### Your objective
Copy out only the span from the line with "of the stone" to the end of the data, both ends kept, word for word.

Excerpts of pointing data
╭──
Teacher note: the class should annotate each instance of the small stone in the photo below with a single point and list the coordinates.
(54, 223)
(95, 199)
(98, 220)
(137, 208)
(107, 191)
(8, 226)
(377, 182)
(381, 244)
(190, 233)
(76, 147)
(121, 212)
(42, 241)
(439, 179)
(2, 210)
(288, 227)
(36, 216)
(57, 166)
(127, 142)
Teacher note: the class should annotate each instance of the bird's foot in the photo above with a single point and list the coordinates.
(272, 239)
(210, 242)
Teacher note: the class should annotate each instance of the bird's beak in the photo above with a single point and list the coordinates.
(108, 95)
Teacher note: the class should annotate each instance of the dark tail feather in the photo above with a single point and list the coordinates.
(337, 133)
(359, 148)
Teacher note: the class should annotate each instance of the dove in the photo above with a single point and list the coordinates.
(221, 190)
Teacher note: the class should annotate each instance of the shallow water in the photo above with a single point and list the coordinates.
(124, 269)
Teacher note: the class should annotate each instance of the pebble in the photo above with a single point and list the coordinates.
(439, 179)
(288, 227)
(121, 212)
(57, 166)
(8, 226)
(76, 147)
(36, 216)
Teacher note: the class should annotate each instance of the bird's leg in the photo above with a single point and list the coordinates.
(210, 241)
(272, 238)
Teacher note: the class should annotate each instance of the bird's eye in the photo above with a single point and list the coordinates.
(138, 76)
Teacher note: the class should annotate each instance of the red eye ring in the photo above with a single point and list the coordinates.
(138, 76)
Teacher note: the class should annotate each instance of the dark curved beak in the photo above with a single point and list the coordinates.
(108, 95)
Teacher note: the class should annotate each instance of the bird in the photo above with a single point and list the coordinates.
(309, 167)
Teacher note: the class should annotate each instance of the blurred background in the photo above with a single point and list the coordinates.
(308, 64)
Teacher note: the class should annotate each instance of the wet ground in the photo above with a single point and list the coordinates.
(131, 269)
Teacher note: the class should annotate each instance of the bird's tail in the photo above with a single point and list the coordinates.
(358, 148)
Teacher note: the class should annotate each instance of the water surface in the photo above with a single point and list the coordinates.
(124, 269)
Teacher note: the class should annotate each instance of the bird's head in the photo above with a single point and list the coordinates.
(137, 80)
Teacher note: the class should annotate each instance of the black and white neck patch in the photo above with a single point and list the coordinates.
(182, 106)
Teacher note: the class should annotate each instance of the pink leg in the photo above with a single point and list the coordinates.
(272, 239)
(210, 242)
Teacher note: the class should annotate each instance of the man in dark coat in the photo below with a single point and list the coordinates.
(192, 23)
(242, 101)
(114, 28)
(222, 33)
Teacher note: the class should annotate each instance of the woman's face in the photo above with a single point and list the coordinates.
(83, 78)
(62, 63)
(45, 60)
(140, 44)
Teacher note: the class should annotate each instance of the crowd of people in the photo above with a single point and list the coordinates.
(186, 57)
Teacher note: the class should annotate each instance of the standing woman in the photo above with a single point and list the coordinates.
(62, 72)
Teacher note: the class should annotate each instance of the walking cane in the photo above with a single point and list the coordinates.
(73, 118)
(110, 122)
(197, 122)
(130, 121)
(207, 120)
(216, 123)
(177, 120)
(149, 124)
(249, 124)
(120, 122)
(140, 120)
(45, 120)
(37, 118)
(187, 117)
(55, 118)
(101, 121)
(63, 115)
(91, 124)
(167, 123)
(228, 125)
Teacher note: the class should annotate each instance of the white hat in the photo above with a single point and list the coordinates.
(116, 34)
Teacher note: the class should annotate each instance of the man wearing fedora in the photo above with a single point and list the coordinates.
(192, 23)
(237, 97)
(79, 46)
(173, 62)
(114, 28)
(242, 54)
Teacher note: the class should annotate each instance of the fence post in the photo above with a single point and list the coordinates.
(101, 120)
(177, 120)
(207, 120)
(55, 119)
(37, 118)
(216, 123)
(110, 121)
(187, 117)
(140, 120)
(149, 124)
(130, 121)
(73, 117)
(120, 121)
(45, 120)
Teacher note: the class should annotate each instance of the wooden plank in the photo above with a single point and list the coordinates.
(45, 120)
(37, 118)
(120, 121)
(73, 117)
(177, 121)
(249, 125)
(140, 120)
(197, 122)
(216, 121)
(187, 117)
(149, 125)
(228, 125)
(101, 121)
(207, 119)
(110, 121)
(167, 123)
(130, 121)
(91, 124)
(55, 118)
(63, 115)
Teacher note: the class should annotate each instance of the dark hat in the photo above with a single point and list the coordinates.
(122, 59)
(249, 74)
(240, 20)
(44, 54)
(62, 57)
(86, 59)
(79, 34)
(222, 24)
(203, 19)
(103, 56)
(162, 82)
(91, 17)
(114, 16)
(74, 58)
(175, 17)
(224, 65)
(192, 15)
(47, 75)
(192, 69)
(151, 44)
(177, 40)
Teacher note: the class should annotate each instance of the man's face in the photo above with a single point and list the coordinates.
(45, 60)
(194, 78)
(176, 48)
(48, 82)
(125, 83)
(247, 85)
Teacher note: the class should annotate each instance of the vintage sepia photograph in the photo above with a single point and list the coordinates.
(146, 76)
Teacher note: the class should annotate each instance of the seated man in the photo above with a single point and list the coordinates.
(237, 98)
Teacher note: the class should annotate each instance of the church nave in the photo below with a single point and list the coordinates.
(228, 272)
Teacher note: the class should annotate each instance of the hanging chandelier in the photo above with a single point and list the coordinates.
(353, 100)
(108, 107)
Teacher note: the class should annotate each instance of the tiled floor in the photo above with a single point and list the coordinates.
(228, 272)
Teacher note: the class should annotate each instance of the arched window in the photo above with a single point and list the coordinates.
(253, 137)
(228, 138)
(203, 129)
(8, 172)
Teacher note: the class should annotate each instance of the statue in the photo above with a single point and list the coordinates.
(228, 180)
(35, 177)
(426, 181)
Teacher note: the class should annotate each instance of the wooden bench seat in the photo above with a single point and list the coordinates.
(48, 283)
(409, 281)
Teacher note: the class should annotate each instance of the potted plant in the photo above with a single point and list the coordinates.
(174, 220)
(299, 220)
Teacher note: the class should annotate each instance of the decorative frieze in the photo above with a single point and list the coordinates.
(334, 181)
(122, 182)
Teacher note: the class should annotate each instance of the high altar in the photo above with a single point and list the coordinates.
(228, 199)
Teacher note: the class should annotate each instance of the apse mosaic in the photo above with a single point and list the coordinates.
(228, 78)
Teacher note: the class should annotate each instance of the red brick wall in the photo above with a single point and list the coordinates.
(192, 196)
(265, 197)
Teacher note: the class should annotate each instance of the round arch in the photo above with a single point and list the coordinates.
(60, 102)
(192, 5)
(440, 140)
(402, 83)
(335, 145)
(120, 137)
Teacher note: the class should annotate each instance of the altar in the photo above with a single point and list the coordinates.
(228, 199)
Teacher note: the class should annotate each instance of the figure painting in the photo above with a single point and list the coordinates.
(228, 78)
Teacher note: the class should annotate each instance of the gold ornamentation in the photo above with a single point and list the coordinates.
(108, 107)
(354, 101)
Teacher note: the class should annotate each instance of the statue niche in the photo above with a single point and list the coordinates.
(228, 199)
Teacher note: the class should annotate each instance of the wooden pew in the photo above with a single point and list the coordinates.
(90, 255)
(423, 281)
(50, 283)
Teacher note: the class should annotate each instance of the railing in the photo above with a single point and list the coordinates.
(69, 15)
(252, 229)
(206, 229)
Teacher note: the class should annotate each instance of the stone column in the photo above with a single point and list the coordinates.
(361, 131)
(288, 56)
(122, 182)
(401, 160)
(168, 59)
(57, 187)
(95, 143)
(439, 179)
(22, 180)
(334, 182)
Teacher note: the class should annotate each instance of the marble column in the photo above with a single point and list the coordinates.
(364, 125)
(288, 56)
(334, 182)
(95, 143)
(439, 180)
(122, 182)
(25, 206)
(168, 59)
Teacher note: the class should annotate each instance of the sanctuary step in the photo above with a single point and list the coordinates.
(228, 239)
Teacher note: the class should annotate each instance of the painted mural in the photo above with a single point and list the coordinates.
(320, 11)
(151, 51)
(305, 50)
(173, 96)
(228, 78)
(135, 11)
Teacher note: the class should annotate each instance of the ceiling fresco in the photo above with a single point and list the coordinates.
╰──
### Result of this task
Teacher note: the class should annotate each instance of the stone column in the photo above with a single point and list the coordinates.
(361, 131)
(288, 56)
(122, 182)
(401, 160)
(168, 59)
(57, 187)
(95, 143)
(439, 179)
(22, 180)
(334, 182)
Teacher note: the class should annotate each instance of the marble column in the photo above with a single point and list the coordinates.
(364, 125)
(288, 56)
(334, 182)
(95, 143)
(439, 180)
(122, 182)
(25, 206)
(168, 59)
Teacher note: the class should annotate each instance of the sanctuary step in the photo above with a single point and list the coordinates.
(228, 239)
Teacher note: the class should annotate each instance of the painted mural in the photo above with a single point and list the coordinates.
(320, 11)
(151, 51)
(305, 50)
(173, 96)
(228, 78)
(135, 11)
Teacher note: the class should annotate each instance of the ceiling fresco in the photo above with a single point and list the coordinates.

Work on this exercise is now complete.